THE PROBLEM: Go through the material under this sentence. Return every line holding "bottle".

WORKING DATA:
========

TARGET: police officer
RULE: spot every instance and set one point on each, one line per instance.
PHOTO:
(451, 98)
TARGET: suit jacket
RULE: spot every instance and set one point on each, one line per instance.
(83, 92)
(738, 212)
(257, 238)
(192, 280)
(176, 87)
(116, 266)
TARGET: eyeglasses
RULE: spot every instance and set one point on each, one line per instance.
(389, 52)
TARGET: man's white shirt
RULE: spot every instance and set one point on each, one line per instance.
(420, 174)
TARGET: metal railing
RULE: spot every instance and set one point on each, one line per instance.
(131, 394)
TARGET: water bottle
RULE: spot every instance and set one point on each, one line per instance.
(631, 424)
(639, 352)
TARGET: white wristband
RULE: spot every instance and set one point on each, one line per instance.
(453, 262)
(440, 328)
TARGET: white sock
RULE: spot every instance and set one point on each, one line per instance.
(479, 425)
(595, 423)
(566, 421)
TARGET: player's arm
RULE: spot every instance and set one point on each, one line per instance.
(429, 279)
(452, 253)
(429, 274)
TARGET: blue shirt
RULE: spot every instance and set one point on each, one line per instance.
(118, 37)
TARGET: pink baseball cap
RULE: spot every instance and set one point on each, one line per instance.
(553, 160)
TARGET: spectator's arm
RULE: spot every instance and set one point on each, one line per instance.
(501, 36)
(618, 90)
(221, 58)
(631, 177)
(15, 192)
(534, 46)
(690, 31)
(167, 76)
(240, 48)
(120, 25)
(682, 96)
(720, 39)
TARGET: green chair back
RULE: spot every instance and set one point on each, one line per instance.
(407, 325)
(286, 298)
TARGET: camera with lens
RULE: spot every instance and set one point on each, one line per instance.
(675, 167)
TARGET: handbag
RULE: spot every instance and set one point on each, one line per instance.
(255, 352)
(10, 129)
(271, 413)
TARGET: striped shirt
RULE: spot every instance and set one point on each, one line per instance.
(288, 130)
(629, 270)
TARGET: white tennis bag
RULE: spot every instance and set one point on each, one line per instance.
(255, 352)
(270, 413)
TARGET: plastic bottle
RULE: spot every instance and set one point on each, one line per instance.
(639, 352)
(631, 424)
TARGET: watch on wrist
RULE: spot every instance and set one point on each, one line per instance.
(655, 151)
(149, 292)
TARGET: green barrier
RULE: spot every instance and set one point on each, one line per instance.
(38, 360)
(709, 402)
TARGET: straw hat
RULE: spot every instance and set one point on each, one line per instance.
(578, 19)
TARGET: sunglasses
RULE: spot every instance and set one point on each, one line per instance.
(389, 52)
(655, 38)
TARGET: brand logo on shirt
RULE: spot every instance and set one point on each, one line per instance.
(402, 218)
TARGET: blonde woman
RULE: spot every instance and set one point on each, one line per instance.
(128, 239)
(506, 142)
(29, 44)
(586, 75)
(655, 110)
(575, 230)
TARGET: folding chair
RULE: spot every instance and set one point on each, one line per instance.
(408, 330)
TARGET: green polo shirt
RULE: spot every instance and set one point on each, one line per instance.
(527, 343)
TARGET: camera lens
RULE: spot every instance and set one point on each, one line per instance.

========

SOLUTION:
TARGET: water bottle
TARGET: plastic bottle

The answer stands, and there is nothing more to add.